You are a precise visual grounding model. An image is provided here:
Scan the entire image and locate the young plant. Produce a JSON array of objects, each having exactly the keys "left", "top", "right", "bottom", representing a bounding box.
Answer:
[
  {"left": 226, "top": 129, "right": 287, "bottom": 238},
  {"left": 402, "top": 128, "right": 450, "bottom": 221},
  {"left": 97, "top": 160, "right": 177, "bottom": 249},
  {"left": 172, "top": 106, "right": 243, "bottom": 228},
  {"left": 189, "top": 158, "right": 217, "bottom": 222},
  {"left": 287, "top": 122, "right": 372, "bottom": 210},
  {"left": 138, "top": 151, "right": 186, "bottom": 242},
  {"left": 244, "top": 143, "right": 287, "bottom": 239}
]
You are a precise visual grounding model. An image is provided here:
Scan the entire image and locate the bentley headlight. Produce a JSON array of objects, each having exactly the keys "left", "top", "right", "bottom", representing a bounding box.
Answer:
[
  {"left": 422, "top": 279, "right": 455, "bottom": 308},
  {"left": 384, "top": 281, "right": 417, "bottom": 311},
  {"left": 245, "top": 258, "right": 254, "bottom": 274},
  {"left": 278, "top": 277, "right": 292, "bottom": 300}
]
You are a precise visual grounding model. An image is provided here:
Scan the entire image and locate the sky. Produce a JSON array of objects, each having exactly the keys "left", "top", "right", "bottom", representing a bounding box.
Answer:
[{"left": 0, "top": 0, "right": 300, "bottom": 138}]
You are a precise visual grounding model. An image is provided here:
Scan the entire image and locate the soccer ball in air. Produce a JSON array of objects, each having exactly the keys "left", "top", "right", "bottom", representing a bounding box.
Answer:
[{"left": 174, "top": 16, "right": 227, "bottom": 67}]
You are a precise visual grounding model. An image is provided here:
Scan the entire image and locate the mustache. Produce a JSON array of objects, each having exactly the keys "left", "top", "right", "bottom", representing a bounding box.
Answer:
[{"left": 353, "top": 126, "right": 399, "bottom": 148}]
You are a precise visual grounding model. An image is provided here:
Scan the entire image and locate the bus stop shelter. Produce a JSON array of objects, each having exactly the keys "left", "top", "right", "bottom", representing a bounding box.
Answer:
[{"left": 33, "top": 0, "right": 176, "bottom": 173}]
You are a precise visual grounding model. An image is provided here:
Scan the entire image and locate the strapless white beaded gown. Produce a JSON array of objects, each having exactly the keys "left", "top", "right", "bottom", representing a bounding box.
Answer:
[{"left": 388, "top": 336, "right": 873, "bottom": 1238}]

## Stated exercise:
Find each line in the material above that contains the word "locate", and copy out every such line.

## Output for this task:
Scan the entire image and locate the young plant. Produce a JSON array of objects, each having exactly the keys "left", "top", "right", "bottom", representing a bounding box.
Scan the entire image and locate the bentley headlight. Produce a JSON array of objects, each having exactly the keys "left", "top", "right", "bottom", representing a bounding box.
Scan the entire image and locate the sky. Produce a JSON array of objects, each having exactly the keys "left", "top", "right", "bottom", representing a bounding box.
Scan the entire image and locate the soccer ball in air. Produce a JSON array of objects, each having exactly the keys "left", "top", "right", "bottom", representing a bounding box.
Scan the entire image and locate the mustache. Produce a JSON array of objects, each having exactly the keys "left", "top", "right", "bottom", representing a bounding box.
Scan the entire image and locate the bus stop shelter. Produce a JSON array of objects, each having exactly the keys "left", "top", "right", "bottom", representing a bounding box.
Scan the entire image and locate the strapless white beaded gown. Produce a JSON array of objects, each having exactly the keys "left", "top", "right", "bottom", representing a bounding box.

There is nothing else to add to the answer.